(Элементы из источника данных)

___

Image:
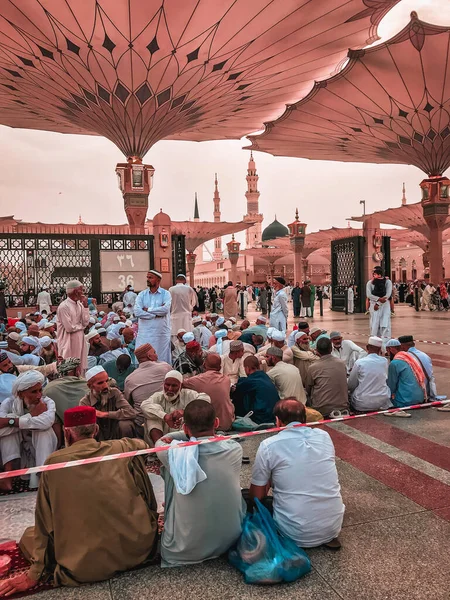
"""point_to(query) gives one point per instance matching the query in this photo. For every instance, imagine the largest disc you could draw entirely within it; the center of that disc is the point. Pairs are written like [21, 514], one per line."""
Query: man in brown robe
[230, 301]
[115, 416]
[83, 532]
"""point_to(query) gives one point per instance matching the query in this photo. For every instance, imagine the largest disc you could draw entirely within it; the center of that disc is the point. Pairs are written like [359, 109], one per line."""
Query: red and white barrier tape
[360, 334]
[219, 438]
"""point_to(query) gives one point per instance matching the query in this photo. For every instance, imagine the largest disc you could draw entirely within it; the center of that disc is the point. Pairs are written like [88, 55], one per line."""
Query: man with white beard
[129, 299]
[26, 425]
[163, 411]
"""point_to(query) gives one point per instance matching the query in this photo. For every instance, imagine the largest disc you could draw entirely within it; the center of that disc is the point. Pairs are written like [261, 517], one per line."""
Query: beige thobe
[288, 382]
[158, 406]
[230, 302]
[71, 319]
[95, 520]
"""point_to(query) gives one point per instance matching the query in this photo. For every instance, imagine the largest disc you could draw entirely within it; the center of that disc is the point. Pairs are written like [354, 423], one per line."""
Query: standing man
[230, 301]
[44, 300]
[184, 299]
[152, 309]
[129, 299]
[296, 292]
[306, 299]
[280, 311]
[378, 292]
[72, 317]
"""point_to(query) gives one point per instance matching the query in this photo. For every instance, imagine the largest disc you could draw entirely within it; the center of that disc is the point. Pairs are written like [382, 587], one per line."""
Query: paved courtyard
[395, 478]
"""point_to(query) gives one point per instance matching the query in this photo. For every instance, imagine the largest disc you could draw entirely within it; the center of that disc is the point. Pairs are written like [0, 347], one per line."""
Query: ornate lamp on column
[190, 261]
[435, 205]
[297, 232]
[135, 183]
[233, 255]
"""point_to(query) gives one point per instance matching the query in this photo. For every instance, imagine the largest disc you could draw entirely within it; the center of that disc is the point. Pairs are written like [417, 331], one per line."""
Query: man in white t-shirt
[299, 464]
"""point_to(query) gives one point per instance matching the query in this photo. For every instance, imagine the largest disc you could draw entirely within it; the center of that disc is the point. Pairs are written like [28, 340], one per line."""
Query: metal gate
[347, 268]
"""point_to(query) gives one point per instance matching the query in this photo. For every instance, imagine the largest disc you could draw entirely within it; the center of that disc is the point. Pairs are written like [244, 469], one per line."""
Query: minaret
[217, 254]
[196, 213]
[404, 195]
[253, 234]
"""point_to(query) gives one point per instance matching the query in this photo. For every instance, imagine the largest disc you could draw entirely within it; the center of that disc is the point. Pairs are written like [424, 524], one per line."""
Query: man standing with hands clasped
[72, 317]
[152, 308]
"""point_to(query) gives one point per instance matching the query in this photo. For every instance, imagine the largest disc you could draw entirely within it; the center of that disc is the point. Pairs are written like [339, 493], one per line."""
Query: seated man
[233, 362]
[190, 362]
[115, 416]
[163, 411]
[145, 381]
[406, 380]
[254, 340]
[97, 344]
[201, 333]
[326, 381]
[346, 350]
[204, 523]
[67, 390]
[115, 350]
[259, 328]
[119, 369]
[75, 542]
[303, 355]
[299, 464]
[26, 425]
[407, 344]
[217, 387]
[286, 377]
[367, 381]
[279, 341]
[256, 392]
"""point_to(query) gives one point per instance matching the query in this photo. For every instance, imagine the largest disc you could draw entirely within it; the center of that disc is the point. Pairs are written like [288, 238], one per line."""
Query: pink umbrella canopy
[390, 104]
[138, 71]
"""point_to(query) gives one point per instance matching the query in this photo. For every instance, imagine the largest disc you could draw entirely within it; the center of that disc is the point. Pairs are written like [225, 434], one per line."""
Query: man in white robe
[129, 300]
[280, 310]
[72, 317]
[380, 309]
[152, 309]
[184, 299]
[44, 301]
[26, 425]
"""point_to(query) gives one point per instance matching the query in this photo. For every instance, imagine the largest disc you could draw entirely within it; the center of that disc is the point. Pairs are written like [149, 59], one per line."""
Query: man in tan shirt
[326, 381]
[82, 512]
[115, 416]
[217, 387]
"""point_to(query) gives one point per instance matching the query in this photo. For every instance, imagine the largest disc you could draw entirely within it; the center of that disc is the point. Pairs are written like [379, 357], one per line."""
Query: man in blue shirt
[407, 387]
[256, 393]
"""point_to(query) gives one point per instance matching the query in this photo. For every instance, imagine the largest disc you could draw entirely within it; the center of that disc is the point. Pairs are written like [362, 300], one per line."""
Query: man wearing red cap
[190, 362]
[78, 524]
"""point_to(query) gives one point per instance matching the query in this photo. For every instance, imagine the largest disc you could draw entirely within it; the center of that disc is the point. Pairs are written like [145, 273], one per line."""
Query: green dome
[275, 229]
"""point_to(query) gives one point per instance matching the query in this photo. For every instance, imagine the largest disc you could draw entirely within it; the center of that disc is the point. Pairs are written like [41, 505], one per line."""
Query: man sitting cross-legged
[367, 381]
[115, 416]
[204, 520]
[299, 464]
[92, 521]
[163, 411]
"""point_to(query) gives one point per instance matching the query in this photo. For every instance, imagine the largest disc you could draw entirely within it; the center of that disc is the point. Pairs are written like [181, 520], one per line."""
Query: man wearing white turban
[72, 318]
[163, 411]
[26, 425]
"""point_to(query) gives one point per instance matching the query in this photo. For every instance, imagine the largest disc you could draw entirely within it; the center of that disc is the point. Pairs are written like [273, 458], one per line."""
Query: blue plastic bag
[263, 555]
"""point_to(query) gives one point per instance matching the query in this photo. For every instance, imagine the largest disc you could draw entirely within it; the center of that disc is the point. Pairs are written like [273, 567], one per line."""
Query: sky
[55, 178]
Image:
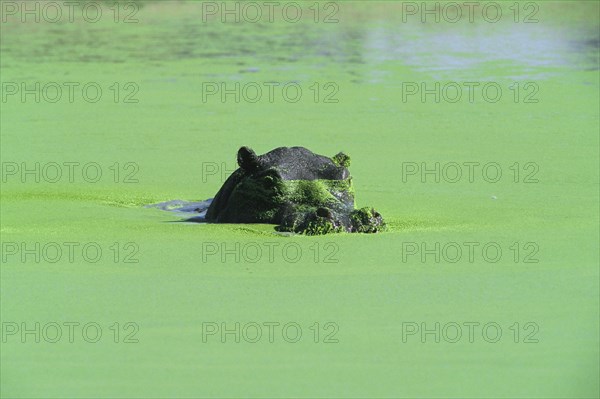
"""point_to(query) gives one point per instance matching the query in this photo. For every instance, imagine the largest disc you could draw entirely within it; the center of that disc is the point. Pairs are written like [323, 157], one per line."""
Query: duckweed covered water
[491, 203]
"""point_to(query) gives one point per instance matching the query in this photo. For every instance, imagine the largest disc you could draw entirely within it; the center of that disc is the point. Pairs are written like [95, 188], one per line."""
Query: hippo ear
[247, 159]
[341, 159]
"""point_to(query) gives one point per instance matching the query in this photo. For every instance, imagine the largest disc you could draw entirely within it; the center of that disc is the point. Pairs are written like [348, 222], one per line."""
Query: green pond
[476, 138]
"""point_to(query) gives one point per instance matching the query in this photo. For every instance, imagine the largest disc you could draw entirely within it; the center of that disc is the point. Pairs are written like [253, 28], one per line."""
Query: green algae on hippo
[296, 189]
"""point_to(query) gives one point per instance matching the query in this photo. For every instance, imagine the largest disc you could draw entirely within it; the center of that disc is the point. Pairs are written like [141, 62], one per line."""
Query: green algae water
[474, 133]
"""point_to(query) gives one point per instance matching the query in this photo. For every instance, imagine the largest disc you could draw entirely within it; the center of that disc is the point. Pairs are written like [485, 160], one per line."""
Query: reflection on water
[363, 48]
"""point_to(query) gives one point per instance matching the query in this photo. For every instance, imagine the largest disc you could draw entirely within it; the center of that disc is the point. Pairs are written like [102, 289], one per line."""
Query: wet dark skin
[296, 189]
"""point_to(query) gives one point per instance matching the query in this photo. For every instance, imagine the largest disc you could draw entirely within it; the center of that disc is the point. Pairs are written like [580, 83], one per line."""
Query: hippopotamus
[292, 187]
[296, 189]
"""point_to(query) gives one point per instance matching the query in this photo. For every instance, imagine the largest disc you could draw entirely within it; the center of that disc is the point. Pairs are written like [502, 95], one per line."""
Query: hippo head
[294, 188]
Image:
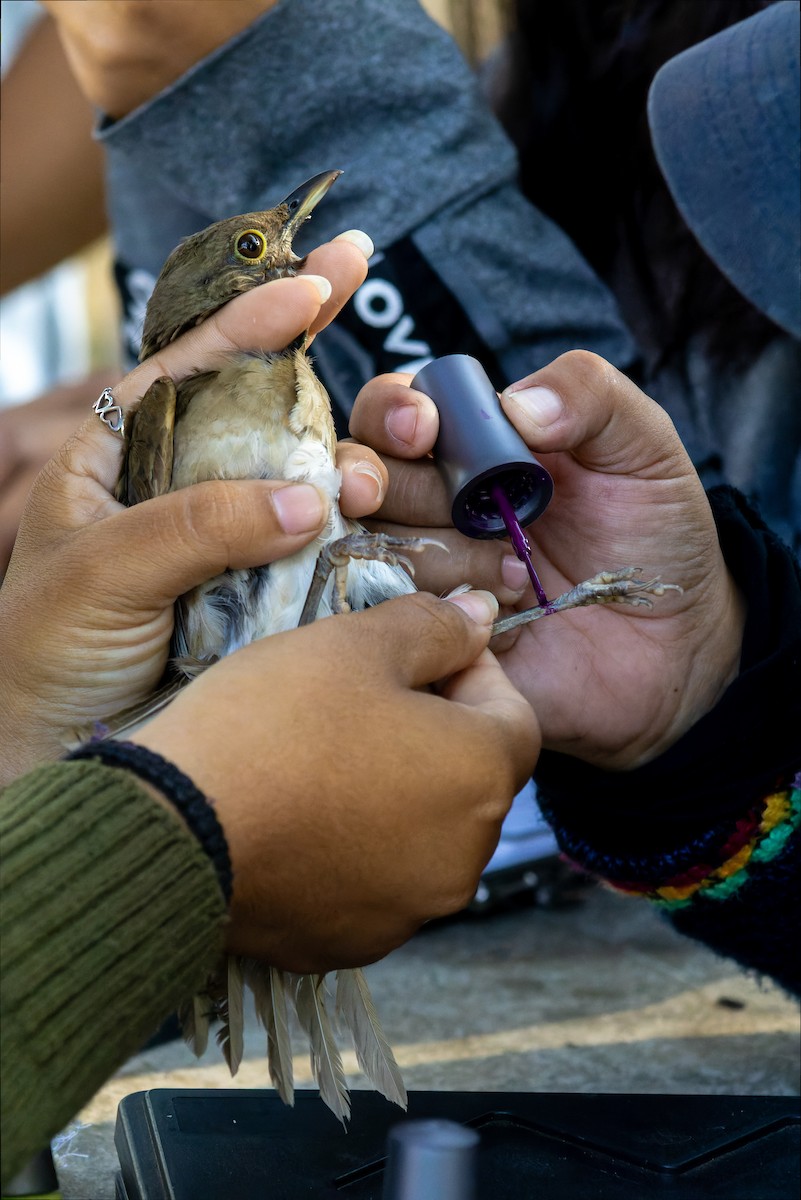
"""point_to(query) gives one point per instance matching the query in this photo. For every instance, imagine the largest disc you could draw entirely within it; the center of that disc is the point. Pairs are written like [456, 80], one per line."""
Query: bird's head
[233, 256]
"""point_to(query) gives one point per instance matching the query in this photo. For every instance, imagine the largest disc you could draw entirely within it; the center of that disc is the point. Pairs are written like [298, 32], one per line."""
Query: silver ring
[109, 413]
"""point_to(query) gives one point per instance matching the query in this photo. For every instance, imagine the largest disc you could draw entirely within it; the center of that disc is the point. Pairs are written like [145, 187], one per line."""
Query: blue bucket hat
[727, 135]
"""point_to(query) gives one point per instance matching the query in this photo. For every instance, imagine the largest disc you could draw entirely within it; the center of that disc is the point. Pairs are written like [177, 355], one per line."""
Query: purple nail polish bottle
[495, 484]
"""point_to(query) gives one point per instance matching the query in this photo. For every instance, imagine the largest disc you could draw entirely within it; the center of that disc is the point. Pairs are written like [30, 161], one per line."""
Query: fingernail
[360, 240]
[540, 405]
[321, 285]
[480, 606]
[513, 574]
[402, 424]
[367, 468]
[299, 508]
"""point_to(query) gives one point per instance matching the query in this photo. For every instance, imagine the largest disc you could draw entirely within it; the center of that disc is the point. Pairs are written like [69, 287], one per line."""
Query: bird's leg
[335, 557]
[608, 587]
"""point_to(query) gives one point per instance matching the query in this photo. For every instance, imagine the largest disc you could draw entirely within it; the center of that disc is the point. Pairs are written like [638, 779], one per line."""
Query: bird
[266, 415]
[260, 415]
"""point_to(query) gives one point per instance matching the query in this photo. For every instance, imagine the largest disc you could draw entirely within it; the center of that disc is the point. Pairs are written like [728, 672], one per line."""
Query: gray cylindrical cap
[431, 1161]
[479, 448]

___

* ПИСЬМЕННОЕ ЗАДАНИЕ *
Повторите данные от строки с «[69, 287], one» до конца данных включительно, переименовав «disc» в «circle» и не меняя ничего другого.

* РЕШЕНИЕ ЗАДАНИЯ *
"""point_to(query) gives one point per instance matching the query in this photo. For every instance, imagine the largest circle you could draw entirely within it; the center of that circle is the point. Pairs are written like [69, 287], one per line."""
Query: bird's leg
[335, 557]
[608, 587]
"""point_to(query) gives one point per instance matching the query in this photo. For every instance, imagine the largest circle you could draw entirely within it; the center of that circle is the point. Pairs are written like [638, 779], one per line."""
Query: bird
[266, 415]
[260, 415]
"""point_to(query) gives one point per instance matching the query in this photo. For every instance, imagine the largest circle you could draw entirely within it; the center of that circle is the point. Pairs are written like [728, 672], one per line."""
Query: gray cylindrical cap
[431, 1161]
[479, 448]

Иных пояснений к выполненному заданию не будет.